SET TASKS:
A – In the blog post about guilt in the church, how old was the young friend when a youth leader challenged everyone to sign on to the 30-day Adventure?
B – Return the passage of the blog post about guilt in the church from "I think this" up to and including "own gracious redemption.".
C – Resume the blog post about guilt in the church from the point where it stops.

SOURCE:
Showing posts with label St. Augustine. Show all posts
Showing posts with label St. Augustine. Show all posts

Saturday, May 25, 2013

The Greatest of These Is... Guilt?

  It's been said that guilt is not a good motivator.  But that hasn't stopped the church from dishing out unhealthy doses of it every week.  In the most common setting, I think it is usually an unfortunate by-product of the noble efforts of every well-meaning spiritual cheerleader, from pastors to Sunday School teachers to summer youth camp speakers.  But in the worst case scenario it is piled on intentionally to elicit desired behaviors, from tithing to daily devotions to regular church attendance - to taking a turn in the church nursery.
  A young friend stopped over a couple of days ago for a visit and he got talking about the previous twelve years of spiritual defeat that he had experienced starting at age 14 when a youth leader challenged everyone to sign on to a 30-day Adventure that would include a daily quiet time of Bible reading, prayer, and journalling.  He never got past day 4, and if you missed a day you had to start over, so he dreaded each Sunday's meeting when the successful few would be awarded a pop tart or a music CD while he received a challenge to start over and do better.  He never did better, and he's had trouble motivating himself to read the Bible ever since.
  Obviously, his mentor didn't mean to cause him a lifetime of defeat; it was just a nasty consequence of an under-developed and adolescent spiritual appetite found wanting in a zealous spiritual environment.  He lately reviewed one of his journals from those days and found several entries that ended with a sleepy scribble off the edge of the page where he had fallen asleep while journalling.  Defeat after defeat.  Guilt.
  I think this guilt that so widely pervades the realm of Christian experience is a result of a works-based gospel.  Salvation is supposed to bring freedom, but then it is followed by this burden of holiness.  Though intended to be an encouragement toward a closer relationship with God, the Sunday sermon ends up being a challenge for us to pull ourselves up by our own boot straps - in five easy steps that spell an acronym.
  I think the church needs a reboot to a grace-based gospel.  An author and online pastor, John Fischer, says that "When you get close to God you don't become more spiritual, you become more loving."  Love is the outgrowth of our own gracious redemption.
  The true test of spirituality is not in your quiet time or your devotional life, it is in your loving behavior.  Jesus said the greatest commandment was to love the Lord, and He never mentioned it without connecting the second greatest commandment, to love your neighbor.  The apostle Paul even consolidated them, skipping the first and going directly to the second when he said, "The ENTIRE law is summed up in ONE command, love your neighbor as yourself."(Gal. 5:14)  He somehow left out daily devotions and a whole bunch of other stuff.

SUPPLIED RECORDS:
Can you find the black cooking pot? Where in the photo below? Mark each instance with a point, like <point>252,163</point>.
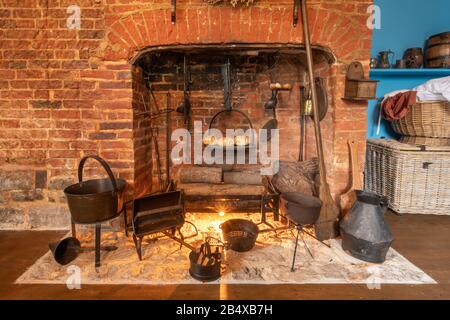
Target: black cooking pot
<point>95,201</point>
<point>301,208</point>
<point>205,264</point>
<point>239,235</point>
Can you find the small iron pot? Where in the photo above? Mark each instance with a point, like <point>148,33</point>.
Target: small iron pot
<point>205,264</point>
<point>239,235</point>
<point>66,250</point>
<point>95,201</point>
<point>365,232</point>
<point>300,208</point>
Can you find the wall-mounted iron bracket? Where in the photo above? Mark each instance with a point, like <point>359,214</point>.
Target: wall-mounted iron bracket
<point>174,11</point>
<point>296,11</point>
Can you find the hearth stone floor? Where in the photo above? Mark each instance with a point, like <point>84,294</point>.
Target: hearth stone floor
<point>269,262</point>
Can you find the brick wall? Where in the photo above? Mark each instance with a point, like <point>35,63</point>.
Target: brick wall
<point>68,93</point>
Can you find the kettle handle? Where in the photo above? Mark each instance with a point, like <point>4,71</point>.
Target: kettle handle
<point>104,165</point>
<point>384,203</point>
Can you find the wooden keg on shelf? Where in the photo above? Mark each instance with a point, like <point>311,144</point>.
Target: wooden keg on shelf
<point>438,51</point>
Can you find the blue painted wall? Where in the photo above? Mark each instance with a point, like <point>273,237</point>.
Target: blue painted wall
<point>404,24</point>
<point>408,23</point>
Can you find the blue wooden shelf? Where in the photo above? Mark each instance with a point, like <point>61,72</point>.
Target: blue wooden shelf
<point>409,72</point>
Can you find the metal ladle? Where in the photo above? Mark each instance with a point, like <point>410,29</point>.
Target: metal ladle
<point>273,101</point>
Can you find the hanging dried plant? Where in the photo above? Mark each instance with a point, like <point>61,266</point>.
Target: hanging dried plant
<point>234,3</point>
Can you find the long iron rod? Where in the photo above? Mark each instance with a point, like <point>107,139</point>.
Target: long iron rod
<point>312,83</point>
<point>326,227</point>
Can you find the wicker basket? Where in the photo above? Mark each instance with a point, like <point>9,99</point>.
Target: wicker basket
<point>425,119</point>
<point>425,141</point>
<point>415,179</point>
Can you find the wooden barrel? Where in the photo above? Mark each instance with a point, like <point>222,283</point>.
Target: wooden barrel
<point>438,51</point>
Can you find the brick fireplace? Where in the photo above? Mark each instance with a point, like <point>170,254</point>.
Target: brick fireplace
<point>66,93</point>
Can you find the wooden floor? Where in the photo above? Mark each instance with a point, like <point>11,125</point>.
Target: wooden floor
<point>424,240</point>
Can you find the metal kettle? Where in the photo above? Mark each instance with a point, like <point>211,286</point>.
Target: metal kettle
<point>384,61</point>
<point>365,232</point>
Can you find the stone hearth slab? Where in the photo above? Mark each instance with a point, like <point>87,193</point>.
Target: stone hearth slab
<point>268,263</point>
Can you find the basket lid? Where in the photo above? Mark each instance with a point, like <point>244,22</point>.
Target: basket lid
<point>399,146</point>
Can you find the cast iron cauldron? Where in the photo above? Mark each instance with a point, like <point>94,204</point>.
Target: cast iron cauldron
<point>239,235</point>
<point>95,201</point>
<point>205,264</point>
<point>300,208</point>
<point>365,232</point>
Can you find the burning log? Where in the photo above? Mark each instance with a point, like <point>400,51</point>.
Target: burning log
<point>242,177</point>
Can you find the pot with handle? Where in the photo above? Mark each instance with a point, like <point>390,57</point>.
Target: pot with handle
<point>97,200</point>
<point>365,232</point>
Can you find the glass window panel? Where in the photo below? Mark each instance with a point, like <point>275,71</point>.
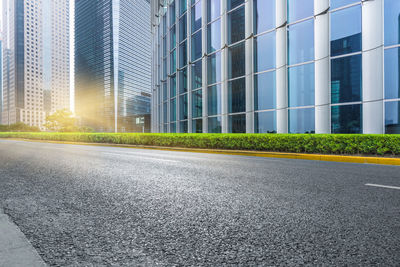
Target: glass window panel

TASK-BY-TASK RESULTS:
A – He was 14.

B –
I think this guilt that so widely pervades the realm of Christian experience is a result of a works-based gospel.  Salvation is supposed to bring freedom, but then it is followed by this burden of holiness.  Though intended to be an encouragement toward a closer relationship with God, the Sunday sermon ends up being a challenge for us to pull ourselves up by our own boot straps - in five easy steps that spell an acronym.
  I think the church needs a reboot to a grace-based gospel.  An author and online pastor, John Fischer, says that "When you get close to God you don't become more spiritual, you become more loving."  Love is the outgrowth of our own gracious redemption.

C –
  I've often asserted that the first commandment is fulfilled through the second.  In other words, we demonstrate our love for God by loving our fellowman.  We may develop a closer relationship with the Lord through Bible reading and prayer, but we carry it out by expressing the love of Christ to others.
  The fruit of a dedicated life may not be in how many Bible verses we can quote, but in how many of our friends and neighbors are having a better life because of us.
  So being spiritual can be as simple as carrying the groceries in for the neighbor lady.  But if you miss that opportunity, don't feel guilty about it; you might get to help another time; there are a million ways to express the love of God in the world.  

  Don't let me or any preacher guilt you into anything - not even about being more loving.  If you are more loving next week, that will be good.  And if you are not, your salvation is not in danger.  God still loves you.  You can't be bad enough for God to stop loving you, so relax.  And if you want to read the Bible, do it.  And if not, don't.  You're not any farther away from heaven when there is dust on your Bible.  Not only that, but you would probably be much more spiritual if you'd spend your tithe on new tires for your poor neighbor's car than to give it to the church.
  "For we are saved by grace through faith... it is the gift of God, not of works (behavior) lest anyone should boast."(Eph.2:8-9)  Augustine once said, "Love God... then do as you please."  I would adjust that to say, "Demonstrate your love for God by loving your neighbor... and then do as you please."  So there's no long list of things you must do to be more holy, only the law of love.

  The next time your spiritual coach makes you feel defeated or guilty, go out and buy your own pop tarts.  You will always deserve it.  And then if you want to be spiritual, share them with some other undeserving soul.
  "Now these three remain: faith, hope and love, and the greatest of these is love." (I Cor. 13:13)  According to this, our love is even greater than our faith in God.  Wow.


  What makes you feel guilty or defeated in your spiritual walk?  Where does this guilt come from, and how can you stop it?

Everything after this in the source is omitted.